Over time the climate shifted and, as it did, the landscape evolved to become
the austere arid ecology we see today. Placed at the head of the Gulf, Port Augusta
was an important meeting place for many and diverse Aboriginal groups who gathered
to trade and exchange knowledge and skills.
1802
Young Captain Matthew Flinders, in 1802, was the first European to explore the
area around Port Augusta. Forty years later pastoral leases extended from the
Flinders Ranges north to Leigh Creek. It was the prosperous wool merchant and
MP, Thomas Elder, who initiated the mid-1850s move to survey the harbour and
layout the township.
A wool store was set up near the beach, a jetty was built,
then a second “Burgoyne” jetty- and over the next 10 years the town took
the shape it remains today. Many of the stone hotel and churches so admired today
were designed by prominent architect Thomas Burgoyne. The population boomed, as
settlers came north in expectation of finding rich farm country.
Small vessels
delivered “tea and sugar” supplies to the Port. These were carted
through the Pichi Richi Pass, or sent to the Western Plain, east through Horrocks
Pass, or to the shore of Spencer Gulf and on to the arid north and west. Each
September half a dozen 300-500 ton seagoing ships took wool to the London sales.
1864
In 1864 the boom went bust when the summer “dry” stretched into a
devastating three-year drought. Inland transport stalled and, as an emergency
measure, camels were brought in. A sad new industry emerged – the Boiling
Down Works salvaged fat, hide and bones from the carcasses of starving stock.
1877
Despite the drought the wheat industry spread northward at fever pitch. The
first 199 bags were shipped to Adelaide in late 1877 and by early the next year
wheat was bound for London.
With the coming of rail the Port’s shipping tonnages quadrupled. The
rail brought building supplies, consumer goods and more workers. Rail meant
that pastoralists on large northern properties could get their cattle to market
in days instead of weeks.
But by 1900 the harsh, dry climate had won. Wheat was not a dependable crop
and so the number of ships entering the Port dwindled. Now it was rail’s
turn to drive the town’s fortunes. Port Augusta was the right place to
become the headquarters for a vast rail extension across the Nullarbor Plain
to Western Australia. The Rail industry saved Port Augusta from the worst of
the 1930s depression and when war came, this industry was crucial to the war
effort. Bomber aircraft flew overhead, air-raid trenches were dug and from
1941 lookouts for Japanese aircraft were posted at the high water towers. Local
rail workers were not allowed to enlist because they were maintaining an essential
war industry. More workers were brought in.

################

SET PROBLEM 1: Reproduce the Port Augusta history passage from "A wool store" up to and including "the London sales.".

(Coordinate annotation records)
################

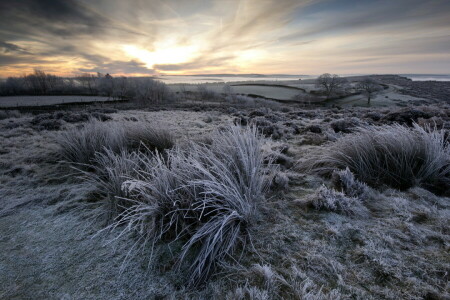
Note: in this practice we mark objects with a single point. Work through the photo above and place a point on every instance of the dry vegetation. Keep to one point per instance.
(230, 203)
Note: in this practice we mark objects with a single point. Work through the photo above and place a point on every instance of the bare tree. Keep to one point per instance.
(229, 93)
(88, 81)
(369, 86)
(330, 83)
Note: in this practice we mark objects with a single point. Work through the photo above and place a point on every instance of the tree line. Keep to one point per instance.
(121, 87)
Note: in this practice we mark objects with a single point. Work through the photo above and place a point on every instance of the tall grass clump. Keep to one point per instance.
(145, 137)
(205, 196)
(392, 155)
(79, 145)
(109, 171)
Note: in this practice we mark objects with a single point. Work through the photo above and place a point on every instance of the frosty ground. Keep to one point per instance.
(394, 247)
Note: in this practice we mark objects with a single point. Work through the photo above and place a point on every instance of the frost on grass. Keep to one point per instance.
(81, 145)
(206, 196)
(392, 155)
(332, 200)
(345, 181)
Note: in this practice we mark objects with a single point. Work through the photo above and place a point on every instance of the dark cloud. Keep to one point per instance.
(92, 34)
(11, 48)
(369, 14)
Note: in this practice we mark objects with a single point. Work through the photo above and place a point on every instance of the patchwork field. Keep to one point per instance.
(307, 237)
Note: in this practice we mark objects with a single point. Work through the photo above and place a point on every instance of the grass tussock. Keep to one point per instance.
(391, 155)
(108, 173)
(81, 145)
(203, 195)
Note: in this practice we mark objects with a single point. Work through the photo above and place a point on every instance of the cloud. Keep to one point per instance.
(120, 67)
(10, 48)
(261, 36)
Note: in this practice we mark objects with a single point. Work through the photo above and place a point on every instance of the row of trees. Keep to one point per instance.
(41, 83)
(332, 85)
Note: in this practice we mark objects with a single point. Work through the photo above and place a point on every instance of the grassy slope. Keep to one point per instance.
(47, 249)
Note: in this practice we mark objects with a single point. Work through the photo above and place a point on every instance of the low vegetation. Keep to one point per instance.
(81, 145)
(392, 155)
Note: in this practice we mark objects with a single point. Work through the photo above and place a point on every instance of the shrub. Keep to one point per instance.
(151, 138)
(344, 181)
(207, 194)
(109, 171)
(79, 145)
(5, 114)
(332, 200)
(393, 155)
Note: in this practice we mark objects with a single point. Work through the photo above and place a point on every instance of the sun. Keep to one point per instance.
(164, 54)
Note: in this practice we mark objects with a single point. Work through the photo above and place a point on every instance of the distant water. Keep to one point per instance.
(427, 77)
(193, 79)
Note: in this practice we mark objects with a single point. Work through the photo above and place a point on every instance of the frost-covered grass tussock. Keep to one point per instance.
(81, 145)
(392, 155)
(204, 195)
(180, 204)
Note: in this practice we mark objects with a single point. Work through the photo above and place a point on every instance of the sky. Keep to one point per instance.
(151, 37)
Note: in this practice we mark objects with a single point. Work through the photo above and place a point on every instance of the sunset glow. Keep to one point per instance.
(224, 36)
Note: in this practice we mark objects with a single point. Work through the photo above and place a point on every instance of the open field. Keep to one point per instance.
(311, 236)
(15, 101)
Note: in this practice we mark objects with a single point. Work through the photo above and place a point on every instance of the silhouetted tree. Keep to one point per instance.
(330, 84)
(369, 86)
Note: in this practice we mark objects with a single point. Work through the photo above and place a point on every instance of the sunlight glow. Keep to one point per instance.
(165, 53)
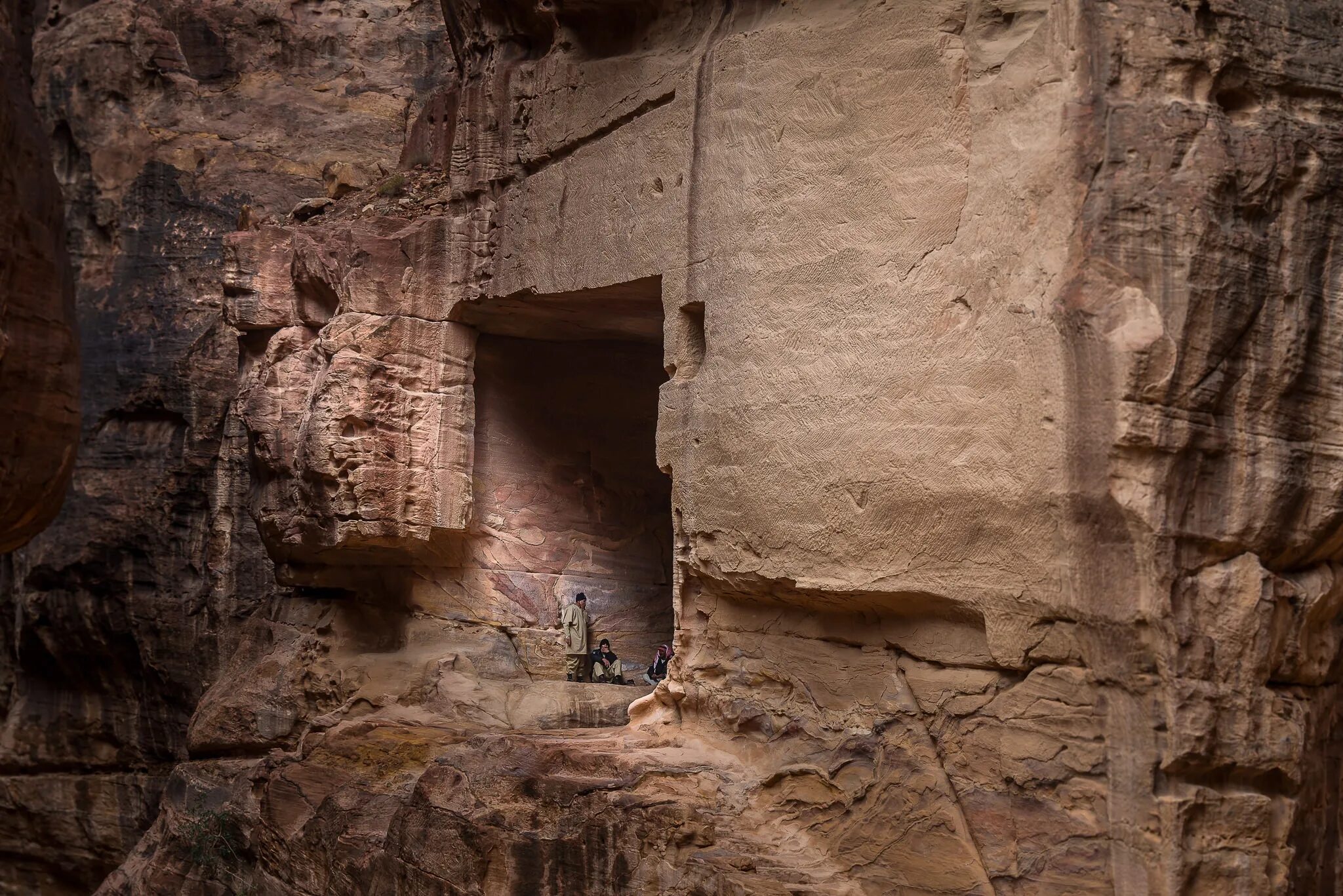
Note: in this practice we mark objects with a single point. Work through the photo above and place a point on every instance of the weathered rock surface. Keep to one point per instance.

################

SET PROBLEM 2: Write out the lines of the records from the line with "sky. Keep to one point per instance." up to and including the last line of the records, omitting the pictures.

OUTPUT 1:
A wool store was set up near the beach, a jetty was built,
then a second “Burgoyne” jetty- and over the next 10 years the town took
the shape it remains today. Many of the stone hotel and churches so admired today
were designed by prominent architect Thomas Burgoyne. The population boomed, as
settlers came north in expectation of finding rich farm country.
Small vessels
delivered “tea and sugar” supplies to the Port. These were carted
through the Pichi Richi Pass, or sent to the Western Plain, east through Horrocks
Pass, or to the shore of Spencer Gulf and on to the arid north and west. Each
September half a dozen 300-500 ton seagoing ships took wool to the London sales.

OUTPUT 2:
Note: in this practice we mark objects with a single point. Work through the photo above and place a point on every instance of the sky. Keep to one point per instance.
(151, 37)
Note: in this practice we mark objects with a single point. Work through the photo above and place a point on every instance of the sunset glow. Keep to one point per instance.
(224, 36)
Note: in this practice we mark objects with a single point. Work through the photo above and place a point on every instance of the open field. Keep to one point per instance.
(311, 236)
(15, 101)
Note: in this practice we mark objects with a single point. Work through the photo above and place a point on every instance of the silhouetted tree. Keep to one point per instance.
(330, 84)
(369, 86)
Note: in this practice we mark objects with a single point. Work through the photo above and place a point on every instance of the sunlight glow. Keep to one point per instance.
(165, 53)
Note: in this practice we mark objects with a single point. Work through the photo above and place a point on every instance of the weathered rock surface. Keep to one point per instance.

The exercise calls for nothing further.